#### [Selected excerpt]
NY Times Corrects on BDS: It’s Not Merely Anti-Occupation

After corresponding with CAMERA staff, the New York Times corrected a story that had falsely characterized the BDS campaign as seeking only an Israeli withdrawal from the West Bank.

The Aug. 21 article had claimed BDS, an anti-Israel boycott, divest, and sanction campaign, “advocates cutting ties with Israel until it ends its occupation of the West Bank.”

BDS, which targets Israelis for boycott but has also taken aim at non-Israel Jews, seeks to impose a range of demands that, according both to proponents and opponents of the campaign, would lead to the destruction of Israel.

The New York Times correction, published in print on Aug. 29, removed the passage casting BDS as merely anti-occupation and replaced it with language that, though less precise, is more accurate:

An earlier version of this article referred incompletely to the Boycott, Divestment and Sanctions movement. It is an organization that promotes strong advocacy for Palestinian interests and hostility to the policies of the Israeli government.

#### [Information shown]

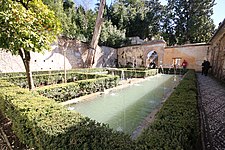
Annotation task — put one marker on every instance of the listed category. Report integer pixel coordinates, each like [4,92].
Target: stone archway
[152,59]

#### [Tasks and exercises]
1: List the organizations named in the article about the BDS correction, not counting any government.
2: Write out part of the article about the BDS correction again. Begin at the words "The Aug. 21" and stop after "the Israeli government.". Replace "correction" with "revision".

#### [Worked answers]
1:
- The New York Times
- CAMERA
- BDS (the Boycott, Divestment and Sanctions movement)

2:
The Aug. 21 article had claimed BDS, an anti-Israel boycott, divest, and sanction campaign, “advocates cutting ties with Israel until it ends its occupation of the West Bank.”

BDS, which targets Israelis for boycott but has also taken aim at non-Israel Jews, seeks to impose a range of demands that, according both to proponents and opponents of the campaign, would lead to the destruction of Israel.

The New York Times revision, published in print on Aug. 29, removed the passage casting BDS as merely anti-occupation and replaced it with language that, though less precise, is more accurate:

An earlier version of this article referred incompletely to the Boycott, Divestment and Sanctions movement. It is an organization that promotes strong advocacy for Palestinian interests and hostility to the policies of the Israeli government.